Drop the images; return everything else in the listing below exactly.

=== GIVEN DATA ===

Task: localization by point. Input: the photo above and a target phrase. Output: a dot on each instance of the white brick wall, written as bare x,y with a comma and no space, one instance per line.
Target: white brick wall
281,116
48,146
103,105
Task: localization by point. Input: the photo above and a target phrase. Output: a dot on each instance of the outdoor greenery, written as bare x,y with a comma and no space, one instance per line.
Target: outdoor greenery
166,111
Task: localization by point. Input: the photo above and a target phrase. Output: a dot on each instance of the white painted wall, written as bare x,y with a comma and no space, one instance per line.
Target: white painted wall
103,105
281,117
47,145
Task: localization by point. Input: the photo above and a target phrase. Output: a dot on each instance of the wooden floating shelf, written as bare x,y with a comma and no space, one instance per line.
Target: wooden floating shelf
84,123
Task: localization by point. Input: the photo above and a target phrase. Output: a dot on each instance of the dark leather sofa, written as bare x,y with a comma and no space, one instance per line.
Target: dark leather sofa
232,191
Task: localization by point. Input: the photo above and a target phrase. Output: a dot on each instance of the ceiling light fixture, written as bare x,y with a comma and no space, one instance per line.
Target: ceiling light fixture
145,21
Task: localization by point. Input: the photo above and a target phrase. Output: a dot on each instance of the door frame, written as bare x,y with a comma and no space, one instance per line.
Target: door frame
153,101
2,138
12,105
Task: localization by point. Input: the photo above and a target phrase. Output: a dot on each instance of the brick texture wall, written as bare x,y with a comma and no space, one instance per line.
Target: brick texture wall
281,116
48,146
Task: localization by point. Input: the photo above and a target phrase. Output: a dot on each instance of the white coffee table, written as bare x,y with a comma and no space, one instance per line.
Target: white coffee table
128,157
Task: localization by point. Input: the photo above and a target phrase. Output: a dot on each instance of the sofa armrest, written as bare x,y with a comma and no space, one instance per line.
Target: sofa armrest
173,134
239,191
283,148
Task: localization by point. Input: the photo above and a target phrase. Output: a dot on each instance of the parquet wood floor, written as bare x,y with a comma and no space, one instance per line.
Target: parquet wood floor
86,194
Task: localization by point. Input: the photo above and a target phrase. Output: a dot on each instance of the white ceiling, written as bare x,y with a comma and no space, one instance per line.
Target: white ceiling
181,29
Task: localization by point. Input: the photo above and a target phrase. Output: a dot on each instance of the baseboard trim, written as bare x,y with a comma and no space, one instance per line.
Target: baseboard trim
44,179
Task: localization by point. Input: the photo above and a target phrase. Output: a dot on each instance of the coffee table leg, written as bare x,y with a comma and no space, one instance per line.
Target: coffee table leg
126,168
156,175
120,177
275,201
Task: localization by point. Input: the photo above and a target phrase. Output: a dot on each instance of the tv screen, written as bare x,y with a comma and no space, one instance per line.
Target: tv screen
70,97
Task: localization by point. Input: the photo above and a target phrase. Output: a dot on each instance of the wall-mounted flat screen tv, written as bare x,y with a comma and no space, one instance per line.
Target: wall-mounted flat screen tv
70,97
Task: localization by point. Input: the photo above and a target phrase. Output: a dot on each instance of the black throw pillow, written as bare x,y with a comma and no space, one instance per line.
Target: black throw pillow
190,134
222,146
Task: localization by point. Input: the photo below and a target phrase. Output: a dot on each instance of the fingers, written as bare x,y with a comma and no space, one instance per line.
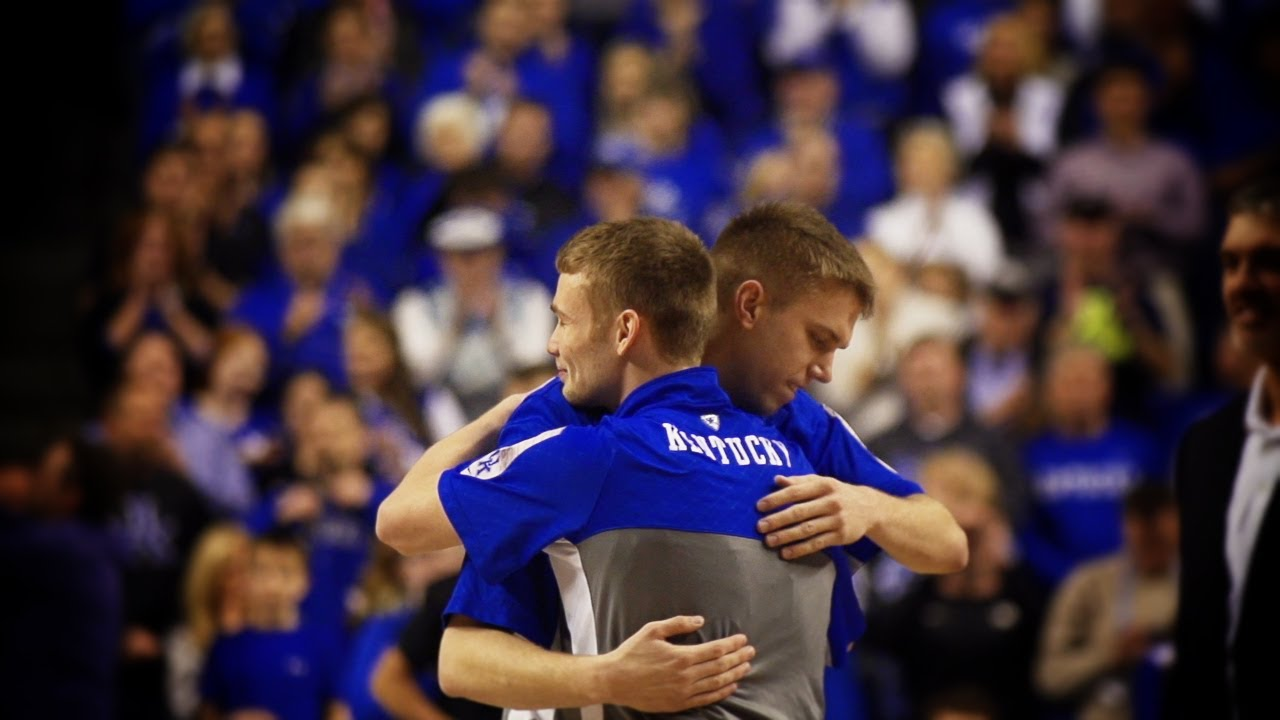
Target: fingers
796,490
714,650
677,625
799,513
712,697
810,546
809,528
722,670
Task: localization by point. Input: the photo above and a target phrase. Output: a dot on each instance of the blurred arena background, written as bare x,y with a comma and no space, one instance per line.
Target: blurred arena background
264,253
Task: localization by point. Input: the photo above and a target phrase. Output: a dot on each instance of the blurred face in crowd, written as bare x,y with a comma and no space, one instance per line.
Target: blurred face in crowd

===

#### [TASK SOLUTION]
Task: localization by point. Input: the photo above and a target phrase. Output: a dot on each instance of the white brick wall, written as bare x,y with a comma and no space, one instance per line.
Target: white brick wall
281,116
48,146
103,105
Task: localization by point. Input: the photo above and a target phrase. Output: a dot on each instance of the outdoor greenery, written as bare x,y with a comma and no space, one instance per line.
Target: outdoor greenery
166,111
Task: localization by point. Input: the photo above and a target phrase. Output: a dot on each instance of the white painted wall, written as bare x,y with a comma and no space, one instance per line.
Target: white painted wall
103,105
281,117
47,145
Task: localization by point. Input: the photo above and a target phrase. Output: a dot on each instance of the wooden floating shelf, written as bare x,y with a comma and no space, one instance per line.
Target: wooden floating shelf
84,123
Task: localization by point. Input: the photo above and a target phrase. Output: a dot on each instance of the dark leather sofa, written as bare x,y with a comma and no space, one instance per line.
Target: dark leather sofa
232,191
Task: localization by point. Input: the photo above and a target phrase. Output: a dot on each instance of the ceiling light fixture, written as bare x,y with a comma and no space, one instance per line.
Target: ceiling light fixture
145,21
Task: localization by point. Input: the photo above and a target phrase. Output: a dot on each instance of the door frame, written as bare x,y with a comma and no space, one instance per line.
Target: door frame
153,101
2,138
12,105
Task: localization by point. Input: the photo above and a target phrase. Output: a dot on each instance of the brick texture wall, written as bare x,y with a comma and no space, one instance per line.
Target: brick texture wall
281,116
48,146
Task: localization by point. Input: the photo above and a target phrase. Output: a dot on each instance of the white coffee table, written as bare x,y with a comma and no space, one instance per line.
Target: white coffee table
128,157
Task: localization by point. Input: the photo above and a target phrase. Output: a dot on each instance of the sofa armrest, written as bare x,y with a comma and no space, one instance per line.
Target: sofa armrest
173,134
239,191
283,148
Task: localization by point. Input: the photo above and a target phrase. Output: a dot on each instance of the parquet wood floor, written as bare x,y with a comma and no space, one instance per line.
Target: parquet wood floor
86,194
Task: localization by point. Input: the photo above and a target phrase. Output: a dot on each instance of the white ceiling, written as bare x,y with a comma and no space, one instance per line.
Target: white ceiling
181,29
Task: localization by point. Input: the photo above and a target phrase. Output: a dot on each instance of the baseboard trim, written as bare x,y with a comma and no space, one instance per line.
Target: baseboard trim
44,179
Task: localization by point. Input: the photo above and a target phrase. Output: a dot on each instance of the coffee table leg, written as bare x,y with a comma and no space, one instance per line.
Target: coffee table leg
126,168
156,175
120,177
275,201
Task: localization by point. Input: the photo above and a target phrase. Output: a dot on each instance of the tv screen, written as bare x,y with a comma and no space, one instance per line.
Target: tv screen
70,97
Task: localization by point. Input: the photo above and a target phrase. Output: a dot on each instance of the wall-mounted flat screen tv, written as bare x,y with a comma and no space, one instance per line.
Target: wall-mounted flat screen tv
70,97
Task: localization by point. Input: the photo above and a target phrase. Output: a dot on each instance of the black throw pillow, written as bare x,y with a comma and no space, one instance per line.
Target: black throw pillow
190,134
222,146
Task: localization by point. Input: the photo below and a target phrase. Output: a dot on each instance of the fingers, written as bare x,y with a comma and no space, one instance per line.
Target: fingers
796,490
714,650
677,625
799,513
712,697
810,546
809,528
722,670
Task: localization by point. Input: the photo above and a target phrase. Output: a dot on each instance of the blurred arena background, written as bare x,y with a comma and no space, one instance per line.
Target: blurred arena background
264,253
Task: localization by point. Input: the photo above and a target phrase. Output: a dot on each instance of the blurred face in crowd, written as bare x,y with a comma and no space, one instance per line.
Target: blurred face in crowd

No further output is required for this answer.